Information provided
=======
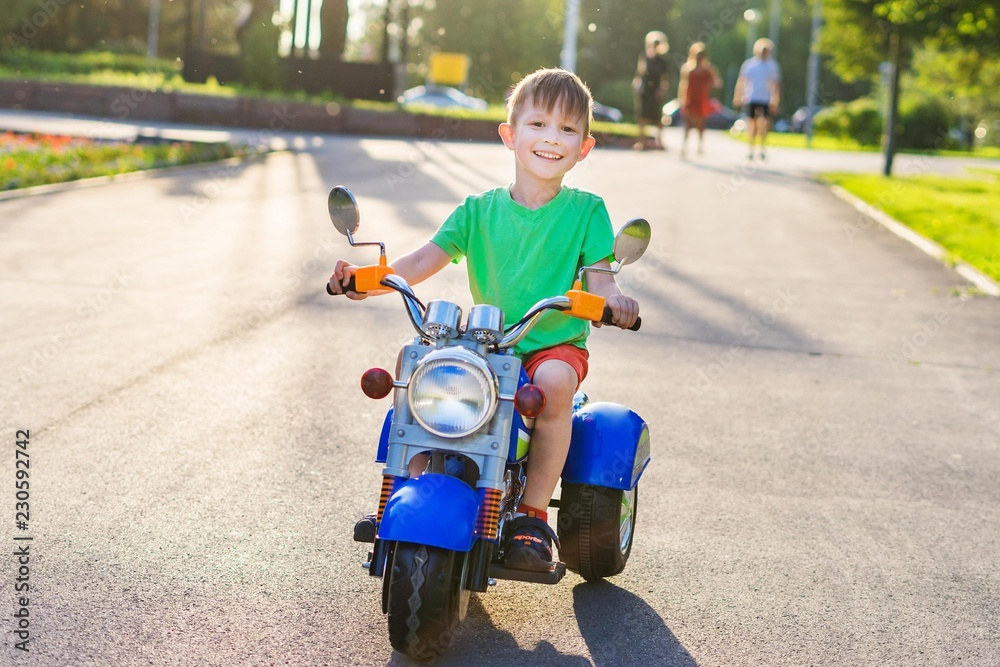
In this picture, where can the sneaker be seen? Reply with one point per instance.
=======
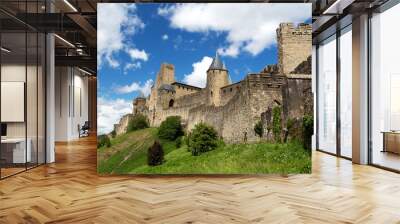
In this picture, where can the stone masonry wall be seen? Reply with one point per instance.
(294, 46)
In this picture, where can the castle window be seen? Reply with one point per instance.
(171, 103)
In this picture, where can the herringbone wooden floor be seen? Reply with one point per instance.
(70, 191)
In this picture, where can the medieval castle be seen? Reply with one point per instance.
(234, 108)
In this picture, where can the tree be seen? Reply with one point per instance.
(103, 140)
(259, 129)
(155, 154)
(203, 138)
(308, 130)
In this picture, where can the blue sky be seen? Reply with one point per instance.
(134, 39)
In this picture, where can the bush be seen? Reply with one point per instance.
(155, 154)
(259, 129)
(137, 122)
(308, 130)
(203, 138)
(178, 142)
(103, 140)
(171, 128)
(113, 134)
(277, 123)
=======
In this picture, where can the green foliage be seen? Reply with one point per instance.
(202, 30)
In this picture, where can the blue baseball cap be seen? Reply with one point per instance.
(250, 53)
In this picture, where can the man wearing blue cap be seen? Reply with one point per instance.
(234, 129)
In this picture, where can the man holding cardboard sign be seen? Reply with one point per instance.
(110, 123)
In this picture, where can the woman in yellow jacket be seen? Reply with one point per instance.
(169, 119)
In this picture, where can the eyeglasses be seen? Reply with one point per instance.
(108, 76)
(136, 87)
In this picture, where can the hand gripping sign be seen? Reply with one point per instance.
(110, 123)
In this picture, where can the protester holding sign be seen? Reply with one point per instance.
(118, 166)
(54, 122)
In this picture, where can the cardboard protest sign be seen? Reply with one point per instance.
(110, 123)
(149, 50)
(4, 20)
=======
Work to complete
Find each line in the items above that contains the word "holding" and copy every one of those lines.

Exercise output
In this picture, where can the man holding cardboard sign be seen? Reply with one point per instance.
In this picture, where can the protester holding sign be seen? Reply with one point per instance.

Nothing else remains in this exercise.